(Given records begins)

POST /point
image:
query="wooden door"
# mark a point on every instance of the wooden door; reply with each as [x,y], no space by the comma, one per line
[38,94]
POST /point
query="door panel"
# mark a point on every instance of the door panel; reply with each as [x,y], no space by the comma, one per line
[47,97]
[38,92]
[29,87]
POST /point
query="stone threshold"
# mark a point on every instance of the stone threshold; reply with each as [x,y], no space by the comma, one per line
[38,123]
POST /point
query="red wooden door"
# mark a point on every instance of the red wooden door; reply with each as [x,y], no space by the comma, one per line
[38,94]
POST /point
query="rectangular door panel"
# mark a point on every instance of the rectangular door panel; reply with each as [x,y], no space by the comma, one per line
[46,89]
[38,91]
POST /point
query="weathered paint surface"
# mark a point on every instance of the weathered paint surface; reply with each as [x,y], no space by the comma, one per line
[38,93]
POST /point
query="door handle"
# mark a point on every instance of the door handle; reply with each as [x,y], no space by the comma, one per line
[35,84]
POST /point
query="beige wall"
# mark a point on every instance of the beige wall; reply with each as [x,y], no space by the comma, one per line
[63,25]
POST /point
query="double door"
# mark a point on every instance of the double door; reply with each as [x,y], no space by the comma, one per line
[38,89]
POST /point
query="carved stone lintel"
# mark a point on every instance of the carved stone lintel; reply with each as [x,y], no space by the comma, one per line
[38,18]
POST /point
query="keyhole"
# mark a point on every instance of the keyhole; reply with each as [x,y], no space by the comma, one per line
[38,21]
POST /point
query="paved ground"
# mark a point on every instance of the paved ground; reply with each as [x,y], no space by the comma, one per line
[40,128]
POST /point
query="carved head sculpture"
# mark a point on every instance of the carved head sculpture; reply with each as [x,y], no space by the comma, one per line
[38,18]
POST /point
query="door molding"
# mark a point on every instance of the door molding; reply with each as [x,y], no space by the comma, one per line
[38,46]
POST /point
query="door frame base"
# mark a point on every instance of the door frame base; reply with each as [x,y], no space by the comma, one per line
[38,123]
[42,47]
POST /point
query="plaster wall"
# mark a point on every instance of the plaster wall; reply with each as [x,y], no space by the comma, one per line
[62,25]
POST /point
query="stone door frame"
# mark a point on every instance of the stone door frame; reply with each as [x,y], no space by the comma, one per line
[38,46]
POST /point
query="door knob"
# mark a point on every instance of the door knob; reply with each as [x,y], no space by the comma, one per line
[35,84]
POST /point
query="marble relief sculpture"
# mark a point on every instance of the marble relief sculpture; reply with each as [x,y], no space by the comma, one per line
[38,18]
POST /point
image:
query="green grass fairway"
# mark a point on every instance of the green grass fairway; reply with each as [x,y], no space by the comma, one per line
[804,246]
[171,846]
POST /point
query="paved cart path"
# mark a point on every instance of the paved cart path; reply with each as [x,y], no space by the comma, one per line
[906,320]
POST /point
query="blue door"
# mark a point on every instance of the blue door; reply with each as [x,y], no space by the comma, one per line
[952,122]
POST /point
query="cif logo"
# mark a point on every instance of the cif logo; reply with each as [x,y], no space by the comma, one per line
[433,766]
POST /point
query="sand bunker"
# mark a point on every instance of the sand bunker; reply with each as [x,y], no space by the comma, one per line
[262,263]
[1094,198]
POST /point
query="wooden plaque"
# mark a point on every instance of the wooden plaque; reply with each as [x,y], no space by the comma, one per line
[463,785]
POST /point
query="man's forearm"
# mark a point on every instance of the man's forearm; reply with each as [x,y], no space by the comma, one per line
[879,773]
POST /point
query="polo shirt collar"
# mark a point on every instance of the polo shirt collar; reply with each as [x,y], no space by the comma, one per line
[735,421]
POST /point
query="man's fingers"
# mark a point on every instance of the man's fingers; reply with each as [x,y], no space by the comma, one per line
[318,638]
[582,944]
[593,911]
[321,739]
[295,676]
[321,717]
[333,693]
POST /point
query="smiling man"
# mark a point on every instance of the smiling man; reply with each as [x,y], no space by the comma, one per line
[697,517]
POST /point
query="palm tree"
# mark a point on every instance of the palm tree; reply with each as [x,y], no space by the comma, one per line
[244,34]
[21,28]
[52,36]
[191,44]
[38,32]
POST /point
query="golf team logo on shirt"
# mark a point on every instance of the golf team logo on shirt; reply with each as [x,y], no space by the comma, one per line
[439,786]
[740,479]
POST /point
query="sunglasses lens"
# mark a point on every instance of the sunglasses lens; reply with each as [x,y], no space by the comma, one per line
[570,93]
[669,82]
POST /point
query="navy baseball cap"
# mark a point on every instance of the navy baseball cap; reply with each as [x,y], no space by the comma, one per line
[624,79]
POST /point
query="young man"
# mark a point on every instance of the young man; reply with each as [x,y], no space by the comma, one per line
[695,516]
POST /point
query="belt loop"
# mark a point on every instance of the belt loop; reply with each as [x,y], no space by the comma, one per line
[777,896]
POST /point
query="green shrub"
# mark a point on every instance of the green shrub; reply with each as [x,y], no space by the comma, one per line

(Given records ends)

▶ [Instructions for the task] Please give back all of the records exactly as written.

▶ [Response box]
POST /point
image:
query="wooden door"
# mark a point on every instance of the wooden door; reply with each as [x,y], no space by the comma, one per line
[38,94]
POST /point
query="door panel"
# mark a point on every instance of the door panel; reply with each as [x,y], no space by the comma, one per line
[47,97]
[38,92]
[29,87]
POST /point
query="stone threshold"
# mark a point on every instance of the stone threshold; reply with each as [x,y], no space by the comma, one per line
[38,123]
POST /point
query="red wooden door"
# mark a point on every instance of the red wooden door; reply with each as [x,y], no space by the comma, one per line
[38,94]
POST /point
query="rectangular door panel"
# mark a point on every instance of the rectangular door panel; reply with each as [x,y], no space by the comma, one per line
[46,89]
[38,91]
POST /point
query="weathered paint surface"
# mark a point on every instance of the weathered paint surface; reply with each as [x,y], no space by the comma, one per line
[38,93]
POST /point
query="door handle"
# mark a point on every instance of the door handle; reply with each as [x,y], no space by the comma, one per line
[35,84]
POST /point
query="beige wall"
# mark a point on every instance of the beige wall; reply with each as [x,y], no space by the comma, one per line
[63,25]
POST /point
query="double door"
# mark a point on every instance of the double door; reply with each as [x,y], no space by the comma, one per line
[38,89]
POST /point
query="carved stone lintel"
# mark a point on every instance of the carved stone lintel; reply with each as [x,y], no space by the comma, one per line
[38,18]
POST /point
query="keyhole"
# mark a point on every instance of the keyhole; reply with each as [x,y], no space by the comma, one per line
[38,21]
POST /point
query="paved ground"
# mark a point on every instance of the paved ground; reply with each as [x,y], no space by the comma, one per line
[40,128]
POST /point
query="carved head sculpture"
# mark a point on every instance of the carved head sculpture; reply with each as [x,y], no space by the comma, one per line
[38,18]
POST /point
query="door molding"
# mark a point on every instance of the door molding; reply with each as [x,y], no space by the comma, one per line
[38,46]
POST /point
query="door frame base"
# mark a point on every instance of the door frame base; reply with each as [x,y], no space by the comma, one per line
[38,123]
[42,47]
POST /point
query="plaster wall"
# mark a point on every instance of the plaster wall; reply with each as [x,y], no space by the comma, one per line
[62,25]
POST /point
query="stone door frame"
# mark a point on every instance of the stone door frame; reply with each as [x,y], no space by the comma, one per line
[38,46]
POST /point
query="door knob"
# mark a point on every instance of the door knob; reply with each as [x,y], no space by the comma, one per line
[35,84]
POST /point
query="marble relief sculpture"
# mark a point on every instance of the marble relief sculpture; reply with each as [x,y], no space by the comma, one per line
[38,18]
POST /point
image:
query="green grass fairway"
# mark a point on every instance of the green grass fairway; reply with each as [x,y], no space by the comma, one per line
[804,246]
[171,846]
POST /point
query="paved cart path"
# mark a point on every instance of the paved cart path; reply with each as [x,y], no space by the comma, one per line
[906,320]
POST /point
query="blue door"
# mark a point on every instance of the blue door; reply with each as [x,y], no space by the comma, one per line
[952,122]
POST /point
query="cif logo"
# mark a point on every instance of the cif logo; reply with each as [x,y], no space by the comma, one per line
[433,766]
POST /point
query="sand bunker"
# mark a point on every instance of the sand bunker; reply with each as [x,y], no space by the comma, one per line
[262,263]
[1094,198]
POST /point
query="wooden plaque"
# mark a point on every instance of the wooden plaque; reply with each as [x,y], no space by the comma, one per line
[463,785]
POST /point
query="man's forearm"
# mark a point on every instance of the man's forearm; reply with each as [x,y], no space by the comma, one per line
[879,773]
POST /point
query="polo shirt collar"
# mark a point on every instance of the polo shirt collar; reply with each as [x,y], no space by the comma, one per line
[735,421]
POST /point
query="man's fingers"
# mark a point on every instance of the man's fingers; reply with each as [x,y], no space by the comma, one per line
[318,638]
[582,944]
[593,911]
[321,739]
[295,676]
[321,717]
[333,693]
POST /point
query="smiling man"
# mark a point on every instance of the smiling man; reply with each as [x,y], no space by the comma, one per line
[697,517]
POST /point
query="palm tree"
# mark a point on every instance of the palm tree; reply with each as [x,y], no space by the comma, one per line
[244,34]
[21,28]
[52,36]
[191,44]
[38,32]
POST /point
query="golf team logo on shirt"
# mark a point on every instance of the golf team logo on shirt; reply with each as [x,y], no space by the comma, one per line
[439,786]
[740,479]
POST /point
query="sunglasses lens"
# mark a point on every instance of the sunglasses lens; reply with each as [x,y], no space by the comma, one per line
[570,93]
[669,82]
POST /point
query="navy baseball cap"
# mark a point on every instance of the navy baseball cap; reply with each as [x,y], no space by the comma, one per line
[624,79]
POST /point
query="young man"
# mark a point on every instance of the young man; reply with each as [x,y], no space by the comma, one per line
[695,516]
POST /point
query="belt loop"
# mark a point on every instance of the belt loop; reply with each as [x,y], no space by the comma, one per line
[777,896]
POST /point
query="green shrub"
# mark a point on every instance of the green shrub; reply with each as [x,y], no space by the comma, one per line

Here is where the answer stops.